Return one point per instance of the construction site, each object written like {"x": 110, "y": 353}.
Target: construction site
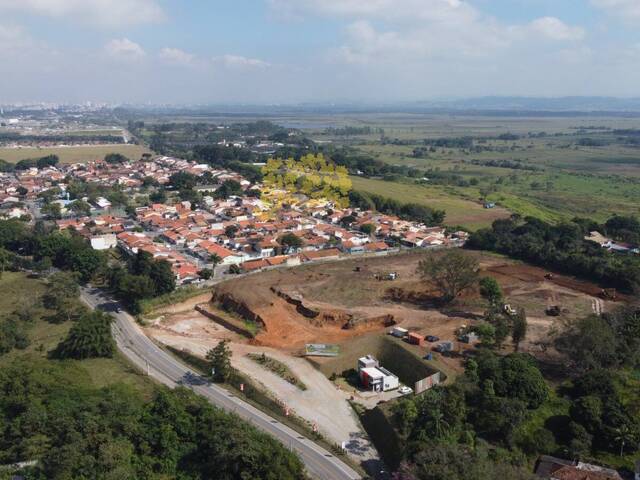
{"x": 352, "y": 306}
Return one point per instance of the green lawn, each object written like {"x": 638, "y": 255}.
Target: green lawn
{"x": 72, "y": 154}
{"x": 460, "y": 211}
{"x": 19, "y": 290}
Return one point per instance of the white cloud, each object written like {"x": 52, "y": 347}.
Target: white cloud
{"x": 107, "y": 13}
{"x": 450, "y": 11}
{"x": 124, "y": 49}
{"x": 240, "y": 62}
{"x": 555, "y": 29}
{"x": 13, "y": 39}
{"x": 628, "y": 10}
{"x": 176, "y": 56}
{"x": 419, "y": 30}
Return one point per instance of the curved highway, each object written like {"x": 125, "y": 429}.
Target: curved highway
{"x": 148, "y": 357}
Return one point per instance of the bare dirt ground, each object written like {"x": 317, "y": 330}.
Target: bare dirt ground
{"x": 322, "y": 403}
{"x": 349, "y": 290}
{"x": 338, "y": 290}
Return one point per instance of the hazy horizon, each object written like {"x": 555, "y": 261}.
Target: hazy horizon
{"x": 308, "y": 51}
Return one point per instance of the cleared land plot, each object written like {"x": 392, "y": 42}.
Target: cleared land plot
{"x": 72, "y": 154}
{"x": 338, "y": 292}
{"x": 459, "y": 211}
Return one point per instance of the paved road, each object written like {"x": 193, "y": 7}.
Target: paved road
{"x": 142, "y": 352}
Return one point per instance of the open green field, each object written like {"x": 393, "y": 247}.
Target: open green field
{"x": 17, "y": 291}
{"x": 460, "y": 210}
{"x": 552, "y": 168}
{"x": 72, "y": 154}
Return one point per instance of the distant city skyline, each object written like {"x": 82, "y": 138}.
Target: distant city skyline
{"x": 293, "y": 51}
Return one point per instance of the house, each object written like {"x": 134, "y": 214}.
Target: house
{"x": 104, "y": 242}
{"x": 102, "y": 203}
{"x": 376, "y": 247}
{"x": 374, "y": 377}
{"x": 552, "y": 468}
{"x": 185, "y": 272}
{"x": 330, "y": 254}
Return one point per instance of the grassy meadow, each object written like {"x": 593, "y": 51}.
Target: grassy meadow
{"x": 80, "y": 154}
{"x": 20, "y": 291}
{"x": 568, "y": 167}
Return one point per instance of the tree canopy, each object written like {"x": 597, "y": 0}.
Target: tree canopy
{"x": 451, "y": 272}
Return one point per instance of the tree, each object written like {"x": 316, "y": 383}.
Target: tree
{"x": 452, "y": 272}
{"x": 81, "y": 207}
{"x": 183, "y": 181}
{"x": 290, "y": 241}
{"x": 519, "y": 330}
{"x": 215, "y": 259}
{"x": 90, "y": 337}
{"x": 205, "y": 273}
{"x": 5, "y": 260}
{"x": 368, "y": 229}
{"x": 159, "y": 196}
{"x": 62, "y": 287}
{"x": 228, "y": 189}
{"x": 52, "y": 210}
{"x": 590, "y": 342}
{"x": 491, "y": 292}
{"x": 231, "y": 230}
{"x": 219, "y": 359}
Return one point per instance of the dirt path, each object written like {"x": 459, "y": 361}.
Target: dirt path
{"x": 322, "y": 403}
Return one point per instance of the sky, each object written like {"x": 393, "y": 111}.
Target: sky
{"x": 320, "y": 51}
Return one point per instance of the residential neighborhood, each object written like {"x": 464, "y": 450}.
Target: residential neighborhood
{"x": 242, "y": 231}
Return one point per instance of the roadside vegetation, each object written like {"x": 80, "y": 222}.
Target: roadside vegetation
{"x": 562, "y": 247}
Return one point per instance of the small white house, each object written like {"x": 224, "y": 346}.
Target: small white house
{"x": 102, "y": 203}
{"x": 374, "y": 377}
{"x": 399, "y": 332}
{"x": 104, "y": 242}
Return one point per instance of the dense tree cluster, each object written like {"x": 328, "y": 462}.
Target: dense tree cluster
{"x": 447, "y": 426}
{"x": 89, "y": 337}
{"x": 77, "y": 431}
{"x": 311, "y": 175}
{"x": 406, "y": 211}
{"x": 560, "y": 248}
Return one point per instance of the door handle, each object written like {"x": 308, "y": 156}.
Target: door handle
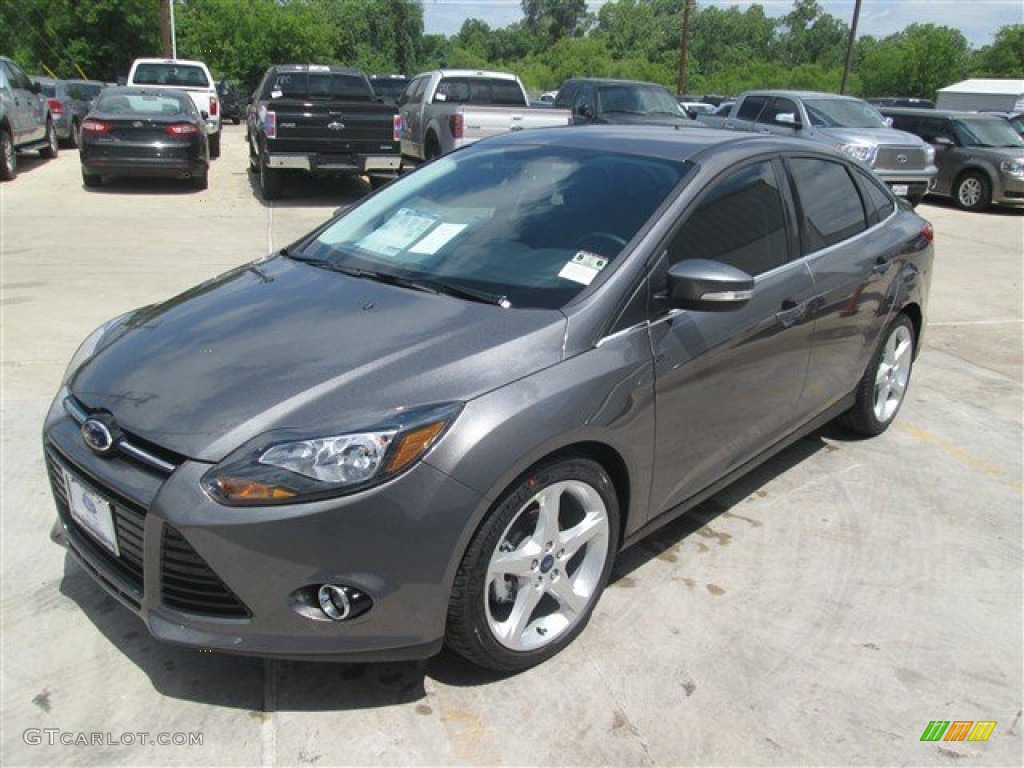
{"x": 791, "y": 313}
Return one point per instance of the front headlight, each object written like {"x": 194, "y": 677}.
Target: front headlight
{"x": 1013, "y": 168}
{"x": 864, "y": 153}
{"x": 275, "y": 470}
{"x": 87, "y": 347}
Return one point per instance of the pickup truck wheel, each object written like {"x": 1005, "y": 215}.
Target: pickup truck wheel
{"x": 50, "y": 151}
{"x": 269, "y": 181}
{"x": 8, "y": 158}
{"x": 973, "y": 192}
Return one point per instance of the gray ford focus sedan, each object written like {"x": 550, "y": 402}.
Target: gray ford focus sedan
{"x": 438, "y": 417}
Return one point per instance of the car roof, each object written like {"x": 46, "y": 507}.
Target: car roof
{"x": 669, "y": 142}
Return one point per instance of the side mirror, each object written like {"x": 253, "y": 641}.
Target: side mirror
{"x": 708, "y": 286}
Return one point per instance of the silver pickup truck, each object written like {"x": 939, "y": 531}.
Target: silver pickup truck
{"x": 901, "y": 160}
{"x": 443, "y": 110}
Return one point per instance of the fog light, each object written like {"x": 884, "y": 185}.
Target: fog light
{"x": 340, "y": 603}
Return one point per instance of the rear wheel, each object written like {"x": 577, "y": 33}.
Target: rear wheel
{"x": 536, "y": 568}
{"x": 50, "y": 151}
{"x": 973, "y": 192}
{"x": 269, "y": 181}
{"x": 883, "y": 387}
{"x": 8, "y": 158}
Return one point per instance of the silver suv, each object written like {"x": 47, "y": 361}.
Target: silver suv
{"x": 25, "y": 119}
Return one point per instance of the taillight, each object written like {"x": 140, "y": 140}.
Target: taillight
{"x": 181, "y": 129}
{"x": 456, "y": 123}
{"x": 91, "y": 125}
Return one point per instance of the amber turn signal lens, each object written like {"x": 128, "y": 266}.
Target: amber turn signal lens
{"x": 412, "y": 445}
{"x": 243, "y": 488}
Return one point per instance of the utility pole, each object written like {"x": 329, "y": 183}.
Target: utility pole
{"x": 849, "y": 46}
{"x": 684, "y": 49}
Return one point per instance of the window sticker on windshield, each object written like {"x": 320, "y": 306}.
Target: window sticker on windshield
{"x": 584, "y": 267}
{"x": 437, "y": 239}
{"x": 403, "y": 228}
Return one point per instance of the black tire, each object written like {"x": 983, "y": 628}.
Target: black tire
{"x": 8, "y": 158}
{"x": 535, "y": 610}
{"x": 883, "y": 387}
{"x": 269, "y": 181}
{"x": 50, "y": 151}
{"x": 973, "y": 192}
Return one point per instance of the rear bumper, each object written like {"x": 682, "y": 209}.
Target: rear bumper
{"x": 344, "y": 164}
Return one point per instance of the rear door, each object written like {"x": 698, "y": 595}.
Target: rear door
{"x": 727, "y": 383}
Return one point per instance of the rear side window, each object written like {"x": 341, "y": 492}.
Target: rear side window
{"x": 740, "y": 221}
{"x": 752, "y": 107}
{"x": 830, "y": 206}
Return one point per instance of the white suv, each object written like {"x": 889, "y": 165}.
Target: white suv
{"x": 187, "y": 76}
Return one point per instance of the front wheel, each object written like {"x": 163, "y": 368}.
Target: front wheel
{"x": 50, "y": 150}
{"x": 537, "y": 566}
{"x": 883, "y": 387}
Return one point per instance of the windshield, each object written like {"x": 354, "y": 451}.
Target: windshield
{"x": 843, "y": 113}
{"x": 986, "y": 132}
{"x": 530, "y": 225}
{"x": 638, "y": 99}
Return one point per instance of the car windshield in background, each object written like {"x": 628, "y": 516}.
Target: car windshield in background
{"x": 841, "y": 113}
{"x": 171, "y": 74}
{"x": 526, "y": 225}
{"x": 134, "y": 101}
{"x": 638, "y": 99}
{"x": 982, "y": 132}
{"x": 324, "y": 85}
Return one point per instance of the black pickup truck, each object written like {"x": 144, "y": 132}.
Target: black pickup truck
{"x": 322, "y": 120}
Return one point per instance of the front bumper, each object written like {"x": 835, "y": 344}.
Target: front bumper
{"x": 226, "y": 579}
{"x": 344, "y": 164}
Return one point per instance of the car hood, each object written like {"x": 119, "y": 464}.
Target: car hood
{"x": 871, "y": 135}
{"x": 286, "y": 345}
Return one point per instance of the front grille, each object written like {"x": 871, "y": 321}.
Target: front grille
{"x": 129, "y": 523}
{"x": 887, "y": 159}
{"x": 190, "y": 586}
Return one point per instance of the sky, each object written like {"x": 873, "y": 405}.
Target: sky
{"x": 977, "y": 19}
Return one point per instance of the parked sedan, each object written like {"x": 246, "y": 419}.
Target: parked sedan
{"x": 155, "y": 132}
{"x": 438, "y": 417}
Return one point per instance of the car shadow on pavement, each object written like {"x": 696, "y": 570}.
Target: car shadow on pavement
{"x": 305, "y": 190}
{"x": 272, "y": 685}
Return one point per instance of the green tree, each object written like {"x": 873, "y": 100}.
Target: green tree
{"x": 1005, "y": 57}
{"x": 915, "y": 61}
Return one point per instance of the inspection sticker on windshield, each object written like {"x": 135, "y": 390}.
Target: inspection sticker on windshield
{"x": 584, "y": 267}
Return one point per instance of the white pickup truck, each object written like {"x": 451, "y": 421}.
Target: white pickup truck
{"x": 443, "y": 110}
{"x": 184, "y": 75}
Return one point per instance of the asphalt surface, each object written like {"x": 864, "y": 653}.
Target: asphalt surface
{"x": 821, "y": 611}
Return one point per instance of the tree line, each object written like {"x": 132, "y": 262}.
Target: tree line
{"x": 730, "y": 49}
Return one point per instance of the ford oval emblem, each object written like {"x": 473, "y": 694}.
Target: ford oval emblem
{"x": 97, "y": 436}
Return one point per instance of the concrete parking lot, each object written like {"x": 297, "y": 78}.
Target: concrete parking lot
{"x": 821, "y": 611}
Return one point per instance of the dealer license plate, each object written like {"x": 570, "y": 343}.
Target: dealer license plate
{"x": 93, "y": 513}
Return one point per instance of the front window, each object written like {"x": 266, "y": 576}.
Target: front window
{"x": 843, "y": 113}
{"x": 638, "y": 99}
{"x": 984, "y": 132}
{"x": 530, "y": 226}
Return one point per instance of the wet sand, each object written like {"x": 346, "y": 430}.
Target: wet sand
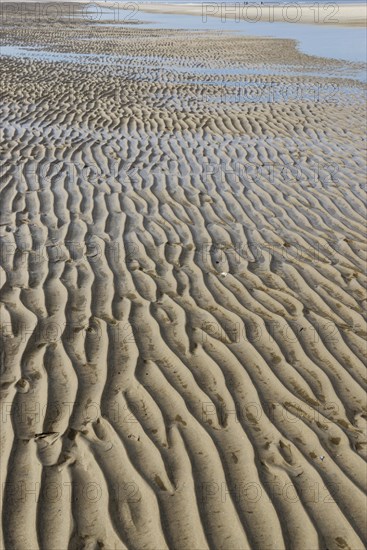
{"x": 183, "y": 292}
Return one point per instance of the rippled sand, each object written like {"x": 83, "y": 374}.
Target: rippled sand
{"x": 183, "y": 293}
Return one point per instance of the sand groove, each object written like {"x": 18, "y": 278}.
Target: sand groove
{"x": 182, "y": 299}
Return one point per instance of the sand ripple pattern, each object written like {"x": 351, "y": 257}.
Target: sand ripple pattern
{"x": 183, "y": 310}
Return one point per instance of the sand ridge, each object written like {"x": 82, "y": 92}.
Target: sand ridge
{"x": 183, "y": 298}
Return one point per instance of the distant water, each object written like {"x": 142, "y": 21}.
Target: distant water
{"x": 332, "y": 41}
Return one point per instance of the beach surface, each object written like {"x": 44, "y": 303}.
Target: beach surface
{"x": 183, "y": 291}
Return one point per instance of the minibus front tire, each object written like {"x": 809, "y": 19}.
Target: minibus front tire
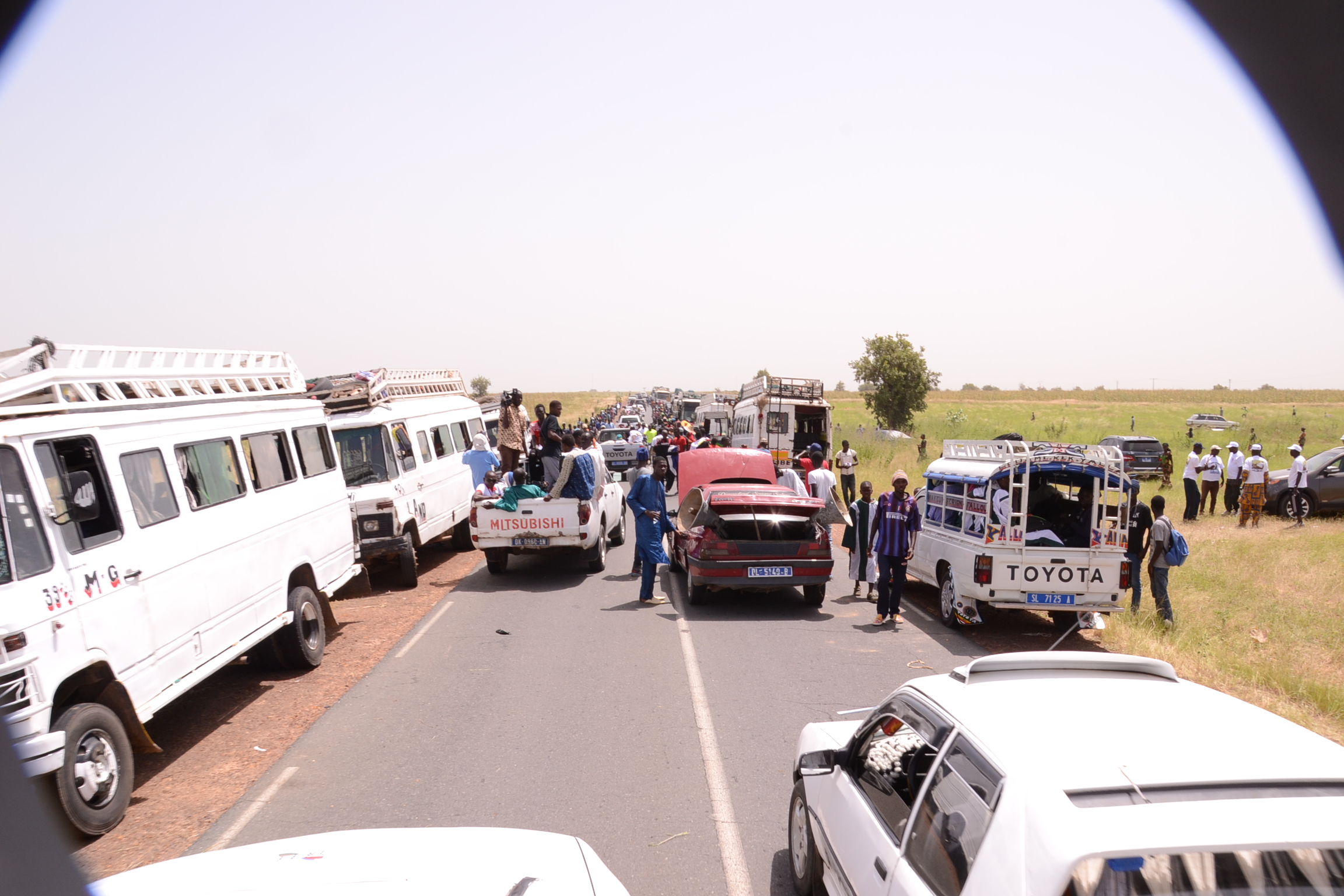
{"x": 303, "y": 641}
{"x": 99, "y": 773}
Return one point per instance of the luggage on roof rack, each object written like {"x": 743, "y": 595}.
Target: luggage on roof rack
{"x": 370, "y": 388}
{"x": 57, "y": 378}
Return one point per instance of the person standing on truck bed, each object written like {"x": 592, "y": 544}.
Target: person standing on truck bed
{"x": 578, "y": 475}
{"x": 1190, "y": 478}
{"x": 895, "y": 526}
{"x": 551, "y": 447}
{"x": 648, "y": 503}
{"x": 846, "y": 461}
{"x": 512, "y": 436}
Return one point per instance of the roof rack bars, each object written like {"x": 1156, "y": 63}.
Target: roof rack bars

##########

Request => Begin at the line containing "Return one point per instance of the beach" and extract every line through the end of the records, inclusive, exactly and only; omit pictures.

Response to this task =>
Return one point per instance of the beach surface, each object written like {"x": 44, "y": 303}.
Target: beach surface
{"x": 183, "y": 291}
Return one point per instance of the minibus front tire, each object written like {"x": 809, "y": 19}.
Target: minibus front tire
{"x": 303, "y": 641}
{"x": 99, "y": 773}
Return one point per instance of the luggage on roof rack, each object written like {"x": 743, "y": 595}.
Target: luggage on roof rack
{"x": 370, "y": 388}
{"x": 57, "y": 378}
Return one point per instance of the person standing on truck bed, each object written like {"x": 592, "y": 544}.
Target: person standing on truck bed
{"x": 578, "y": 475}
{"x": 1190, "y": 478}
{"x": 895, "y": 526}
{"x": 551, "y": 447}
{"x": 648, "y": 503}
{"x": 846, "y": 461}
{"x": 512, "y": 436}
Return one point per instance of the roof rack bars, each object written like {"x": 1156, "y": 63}.
Target: roof rack bars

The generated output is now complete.